(Point placement records)
• • • •

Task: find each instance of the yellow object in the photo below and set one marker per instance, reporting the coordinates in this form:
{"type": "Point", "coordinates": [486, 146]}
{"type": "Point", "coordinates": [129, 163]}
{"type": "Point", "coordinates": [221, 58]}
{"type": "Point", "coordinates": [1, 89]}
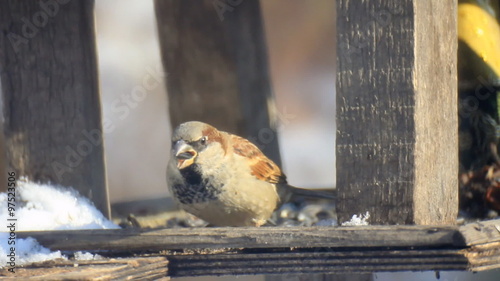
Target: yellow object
{"type": "Point", "coordinates": [479, 30]}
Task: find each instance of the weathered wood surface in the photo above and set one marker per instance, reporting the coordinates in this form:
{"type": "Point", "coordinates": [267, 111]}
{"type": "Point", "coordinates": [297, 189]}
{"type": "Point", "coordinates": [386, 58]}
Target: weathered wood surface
{"type": "Point", "coordinates": [132, 240]}
{"type": "Point", "coordinates": [138, 268]}
{"type": "Point", "coordinates": [50, 95]}
{"type": "Point", "coordinates": [273, 250]}
{"type": "Point", "coordinates": [397, 150]}
{"type": "Point", "coordinates": [216, 59]}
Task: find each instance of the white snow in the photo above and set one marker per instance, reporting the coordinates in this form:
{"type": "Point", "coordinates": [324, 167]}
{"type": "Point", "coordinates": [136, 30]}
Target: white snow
{"type": "Point", "coordinates": [358, 220]}
{"type": "Point", "coordinates": [46, 207]}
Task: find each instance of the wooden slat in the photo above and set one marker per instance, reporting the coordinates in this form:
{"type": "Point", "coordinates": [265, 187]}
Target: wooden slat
{"type": "Point", "coordinates": [127, 241]}
{"type": "Point", "coordinates": [280, 250]}
{"type": "Point", "coordinates": [50, 95]}
{"type": "Point", "coordinates": [139, 268]}
{"type": "Point", "coordinates": [216, 58]}
{"type": "Point", "coordinates": [397, 150]}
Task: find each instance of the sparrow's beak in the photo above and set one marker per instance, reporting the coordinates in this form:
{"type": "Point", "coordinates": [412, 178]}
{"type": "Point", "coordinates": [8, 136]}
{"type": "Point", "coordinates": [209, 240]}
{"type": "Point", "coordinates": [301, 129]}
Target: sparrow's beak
{"type": "Point", "coordinates": [184, 153]}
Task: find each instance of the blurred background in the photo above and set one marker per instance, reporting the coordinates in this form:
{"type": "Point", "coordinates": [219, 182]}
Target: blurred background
{"type": "Point", "coordinates": [301, 47]}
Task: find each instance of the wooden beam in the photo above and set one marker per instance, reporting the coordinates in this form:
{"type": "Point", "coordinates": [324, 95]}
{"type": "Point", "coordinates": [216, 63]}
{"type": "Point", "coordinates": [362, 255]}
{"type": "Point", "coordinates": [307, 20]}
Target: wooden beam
{"type": "Point", "coordinates": [216, 59]}
{"type": "Point", "coordinates": [50, 96]}
{"type": "Point", "coordinates": [397, 150]}
{"type": "Point", "coordinates": [130, 240]}
{"type": "Point", "coordinates": [281, 250]}
{"type": "Point", "coordinates": [137, 268]}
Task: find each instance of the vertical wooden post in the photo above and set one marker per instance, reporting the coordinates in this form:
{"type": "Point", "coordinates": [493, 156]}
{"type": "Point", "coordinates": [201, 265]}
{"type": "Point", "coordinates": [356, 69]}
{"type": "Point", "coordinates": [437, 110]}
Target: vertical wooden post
{"type": "Point", "coordinates": [51, 107]}
{"type": "Point", "coordinates": [397, 150]}
{"type": "Point", "coordinates": [215, 55]}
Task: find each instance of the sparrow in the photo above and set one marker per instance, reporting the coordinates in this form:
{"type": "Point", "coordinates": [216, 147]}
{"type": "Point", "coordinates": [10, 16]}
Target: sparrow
{"type": "Point", "coordinates": [224, 179]}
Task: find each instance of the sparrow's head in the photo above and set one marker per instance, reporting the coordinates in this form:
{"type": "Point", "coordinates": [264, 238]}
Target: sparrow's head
{"type": "Point", "coordinates": [191, 140]}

• • • •

— Exercise objective —
Print word for word the part that opens with the line containing "Task: find each instance of the sparrow's beak" and closes with the line containing "Target: sparrow's beak", including both of those lines.

— Result of this task —
Task: find each instance of the sparrow's beak in the photo above and set one marker per instance, reporting the coordinates in this form:
{"type": "Point", "coordinates": [412, 178]}
{"type": "Point", "coordinates": [8, 136]}
{"type": "Point", "coordinates": [209, 240]}
{"type": "Point", "coordinates": [301, 129]}
Target: sparrow's beak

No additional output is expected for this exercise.